**Task to complete**
Reproduce the rows below, replacing "single point" with "one point" wherever it occurs and keeping everything else the same.

**Data for processing**
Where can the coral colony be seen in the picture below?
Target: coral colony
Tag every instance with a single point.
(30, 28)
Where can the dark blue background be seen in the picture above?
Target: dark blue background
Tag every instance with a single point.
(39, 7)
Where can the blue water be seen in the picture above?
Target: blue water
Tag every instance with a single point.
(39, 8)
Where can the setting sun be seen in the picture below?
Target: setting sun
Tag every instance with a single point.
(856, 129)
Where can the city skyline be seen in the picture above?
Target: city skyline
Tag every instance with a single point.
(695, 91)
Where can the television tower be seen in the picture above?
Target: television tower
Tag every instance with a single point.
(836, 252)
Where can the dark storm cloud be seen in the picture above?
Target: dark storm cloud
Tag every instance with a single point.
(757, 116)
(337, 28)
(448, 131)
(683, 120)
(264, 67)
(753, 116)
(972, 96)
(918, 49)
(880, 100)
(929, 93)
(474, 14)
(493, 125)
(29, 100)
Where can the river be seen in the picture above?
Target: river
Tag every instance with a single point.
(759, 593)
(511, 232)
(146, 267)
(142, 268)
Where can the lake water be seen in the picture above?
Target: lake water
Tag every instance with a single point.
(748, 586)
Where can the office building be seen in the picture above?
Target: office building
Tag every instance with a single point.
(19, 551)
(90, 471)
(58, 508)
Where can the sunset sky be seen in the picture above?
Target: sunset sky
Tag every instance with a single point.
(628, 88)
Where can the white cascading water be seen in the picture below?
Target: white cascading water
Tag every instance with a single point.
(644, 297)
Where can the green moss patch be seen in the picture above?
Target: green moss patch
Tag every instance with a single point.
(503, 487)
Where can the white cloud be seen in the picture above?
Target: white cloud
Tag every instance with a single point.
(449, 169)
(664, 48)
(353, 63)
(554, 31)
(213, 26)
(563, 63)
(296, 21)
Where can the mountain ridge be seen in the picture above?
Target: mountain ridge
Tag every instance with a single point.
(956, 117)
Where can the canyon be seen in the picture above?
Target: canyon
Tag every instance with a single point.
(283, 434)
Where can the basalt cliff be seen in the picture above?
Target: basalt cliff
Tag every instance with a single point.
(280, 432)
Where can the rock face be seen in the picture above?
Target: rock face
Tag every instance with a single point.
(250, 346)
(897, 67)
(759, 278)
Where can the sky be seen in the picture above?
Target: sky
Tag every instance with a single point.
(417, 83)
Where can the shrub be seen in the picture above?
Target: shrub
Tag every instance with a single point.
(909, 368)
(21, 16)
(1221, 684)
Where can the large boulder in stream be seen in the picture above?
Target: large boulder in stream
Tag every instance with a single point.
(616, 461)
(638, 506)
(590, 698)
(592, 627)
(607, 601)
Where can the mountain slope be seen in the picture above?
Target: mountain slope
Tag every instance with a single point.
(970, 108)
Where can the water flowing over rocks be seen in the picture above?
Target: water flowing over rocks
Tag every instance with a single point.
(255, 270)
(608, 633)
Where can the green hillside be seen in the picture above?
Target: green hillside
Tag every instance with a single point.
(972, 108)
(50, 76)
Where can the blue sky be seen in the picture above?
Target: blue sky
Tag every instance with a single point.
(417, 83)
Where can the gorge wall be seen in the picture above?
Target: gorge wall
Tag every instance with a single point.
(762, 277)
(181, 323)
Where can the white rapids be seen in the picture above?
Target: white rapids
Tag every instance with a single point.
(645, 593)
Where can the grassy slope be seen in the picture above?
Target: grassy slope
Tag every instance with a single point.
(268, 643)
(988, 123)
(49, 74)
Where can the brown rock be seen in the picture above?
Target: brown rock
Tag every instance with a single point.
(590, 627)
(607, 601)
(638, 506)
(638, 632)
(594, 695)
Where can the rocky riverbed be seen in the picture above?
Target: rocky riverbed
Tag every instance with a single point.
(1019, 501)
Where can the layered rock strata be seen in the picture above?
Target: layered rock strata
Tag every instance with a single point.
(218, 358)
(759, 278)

**Exercise solution**
Where can the coral colony be seen in the picture below?
Target: coral colony
Tag every instance with a one point.
(30, 28)
Where can the dark blue background be seen in the picture above?
Target: dark blue background
Tag every instance with a one point.
(39, 7)
Where can the blue water be seen in the picture above?
Target: blue water
Tag every instance with a one point.
(39, 8)
Where can the setting sun be seen in the picture below?
Target: setting sun
Tag every instance with a one point.
(856, 129)
Where can the city skyline be seen in the picture above?
Target: city skyline
Tag every instance with a one point.
(695, 91)
Where can the television tower be seen in the picture above?
Target: television tower
Tag every instance with a one point.
(836, 252)
Where can the dark storm cloud be seen in the picture above?
Target: dark storm cloud
Tag every instance with a one point.
(757, 116)
(337, 28)
(448, 131)
(683, 120)
(264, 67)
(753, 116)
(972, 96)
(918, 49)
(880, 100)
(929, 93)
(474, 14)
(493, 125)
(29, 100)
Where can the river be seen in the picture above?
Target: river
Tag every instance with a one point.
(759, 593)
(511, 232)
(146, 267)
(142, 268)
Where can the lake water be seen in the picture above?
Target: lake water
Tag every instance with a one point.
(748, 586)
Where can the office building be seen in the picture above?
Target: office building
Tag every instance with a one point.
(19, 551)
(90, 471)
(58, 508)
Where can the sunset sky be seen in the picture above?
Target: sunset sky
Tag every instance with a one point.
(628, 88)
Where can the white cascading water be seen in the picture below?
Target: white cascading water
Tag every instance with a one point.
(644, 297)
Where can the green moss patch be seen in the picture above?
Target: green moss patch
Tag every instance with a one point.
(503, 487)
Where can the white cloud be seen in the picture above?
Target: white cloud
Tag every instance with a one point.
(449, 169)
(664, 48)
(353, 63)
(554, 31)
(213, 26)
(563, 63)
(296, 21)
Where can the mountain ridge be seen in the picture above?
Target: mountain ridge
Tag every instance with a one point.
(956, 117)
Where can the canyon be seen in the picture above?
Target: canyon
Tag every instance with a one point.
(283, 434)
Where can the basalt cliff be seen in the picture above?
Target: basalt cliff
Tag every instance with a one point.
(280, 432)
Where can the rock face be seen in the picture above?
Target: rock face
Tag every instance with a one point.
(250, 346)
(897, 67)
(759, 278)
Where can the sky be seen in the picture above?
Target: sky
Tag every instance with a one point.
(417, 83)
Where can the shrub be seen in the picture above?
Target: shrub
Tag every instance with a one point.
(909, 368)
(21, 16)
(1221, 684)
Where can the large boulder in stream be seen in the picture above?
Target: large boulder in stream
Tag every instance with a one point.
(616, 461)
(638, 506)
(590, 698)
(592, 627)
(607, 601)
Where can the mountain slope be seen in the picture above?
Target: mountain slope
Tag every instance with a one point.
(970, 108)
Where can the water flowing over rocks be seen in the picture above?
Target: water flowing over rocks
Tag every instance with a one point.
(255, 270)
(608, 633)
Where can the green hillside be seen in the picture above?
Target: green hillside
Tag every instance with a one point.
(972, 108)
(50, 76)
Where can the blue sky be seen in the picture above?
Target: blue sky
Tag every instance with a one point.
(417, 83)
Where can the gorge wall be seen in the picture above?
Target: gorge wall
Tag every instance with a one point.
(762, 277)
(181, 323)
Where can the white rapids be seen in the picture above?
Target: white rapids
Tag every instance with a one point.
(645, 593)
Where can the grassy slope be seen in the picture above?
Target: grassy slope
Tag every instance with a one point.
(268, 643)
(988, 123)
(49, 74)
Where can the brown rock be seen in the picture above?
Target: brown rock
Tag every instance with a one point.
(590, 627)
(607, 601)
(638, 506)
(638, 632)
(594, 695)
Where can the rocky riverbed be seen in the picture above?
Target: rocky riverbed
Tag every instance with a one point.
(1019, 501)
Where can the layered rock strata be seen in the picture above?
Target: layered rock strata
Tag every instance with a one point.
(218, 358)
(759, 278)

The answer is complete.